The exercise: List every line of the records below that contains the word "face".

Extracted entries:
################
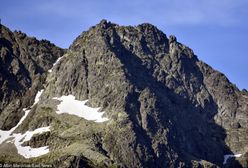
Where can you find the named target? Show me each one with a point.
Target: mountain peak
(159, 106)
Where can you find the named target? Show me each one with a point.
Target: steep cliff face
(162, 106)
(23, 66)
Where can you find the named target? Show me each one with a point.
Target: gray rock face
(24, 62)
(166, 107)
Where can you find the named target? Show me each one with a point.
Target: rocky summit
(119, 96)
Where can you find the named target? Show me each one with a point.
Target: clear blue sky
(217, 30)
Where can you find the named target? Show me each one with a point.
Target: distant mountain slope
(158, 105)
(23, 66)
################
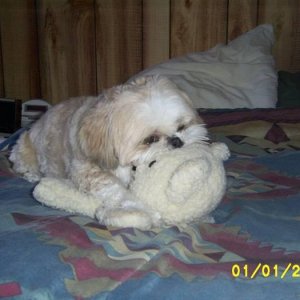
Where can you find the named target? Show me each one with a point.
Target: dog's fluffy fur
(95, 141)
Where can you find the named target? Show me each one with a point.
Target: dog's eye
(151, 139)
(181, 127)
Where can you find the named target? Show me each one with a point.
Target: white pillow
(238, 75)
################
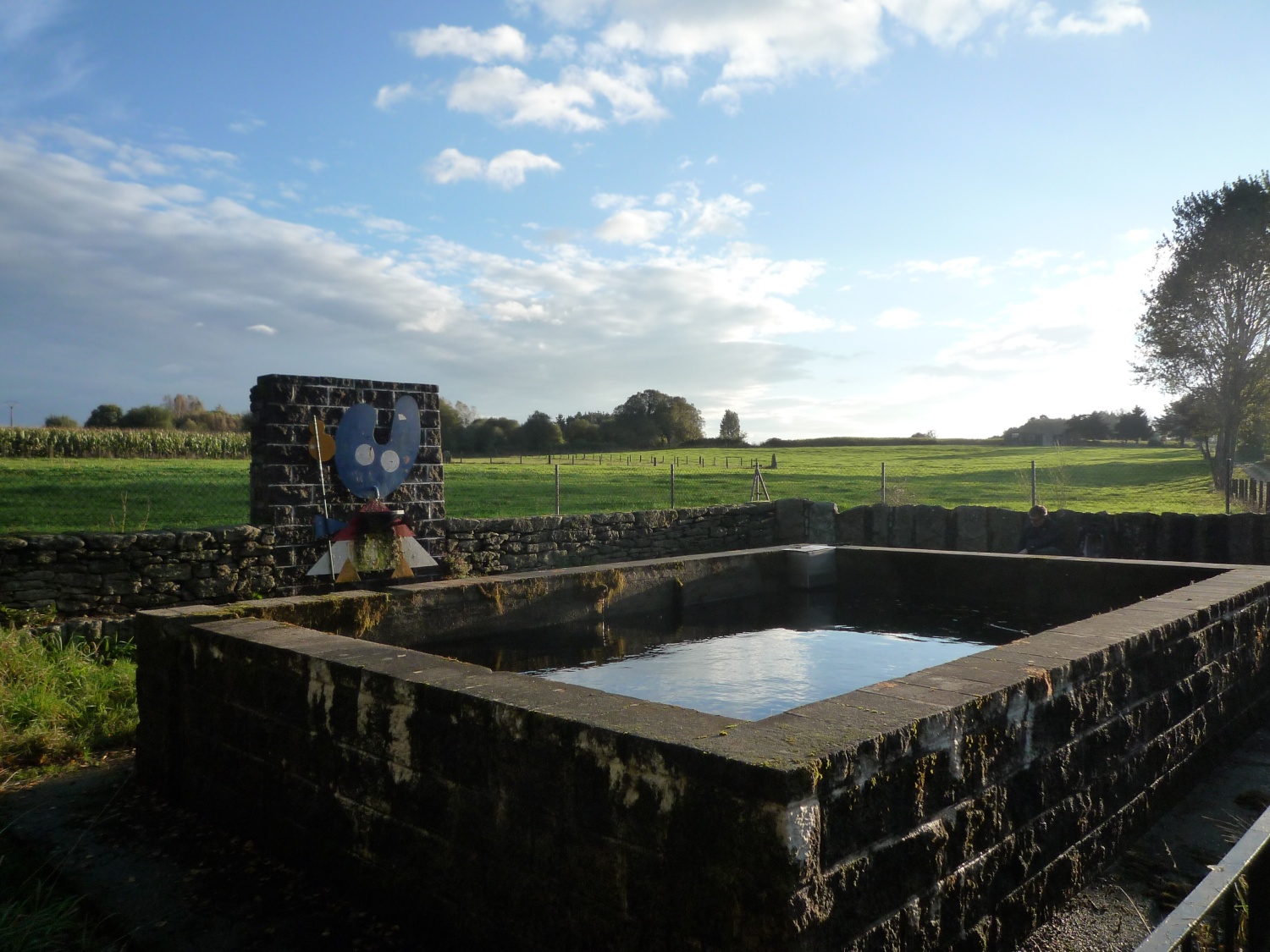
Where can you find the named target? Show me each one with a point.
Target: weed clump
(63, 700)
################
Exercise output:
Target: steep cliff face
Target: gray rock face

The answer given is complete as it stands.